◆ Task to carry out
Repeat the entries that appear below, exactly as they are given.

◆ Material for this task
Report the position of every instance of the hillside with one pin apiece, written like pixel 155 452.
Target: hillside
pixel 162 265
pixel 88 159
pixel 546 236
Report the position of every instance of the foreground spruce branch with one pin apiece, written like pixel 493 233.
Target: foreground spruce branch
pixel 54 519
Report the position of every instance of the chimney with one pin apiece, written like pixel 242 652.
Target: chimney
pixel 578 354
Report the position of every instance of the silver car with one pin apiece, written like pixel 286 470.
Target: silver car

◆ Completed exercise
Report the position of every instance of the hillside with one pin apiece, written like pixel 155 452.
Target: hillside
pixel 162 265
pixel 88 159
pixel 546 236
Report the position of every instance of the foreground spruce branch with one pin apiece, written like pixel 493 233.
Target: foreground spruce branch
pixel 54 519
Report the position of every instance of the chimney with one pin apiece, written like pixel 242 652.
Target: chimney
pixel 578 354
Report the position of every instance of the silver car with one pin apiece, written like pixel 286 470.
Target: silver car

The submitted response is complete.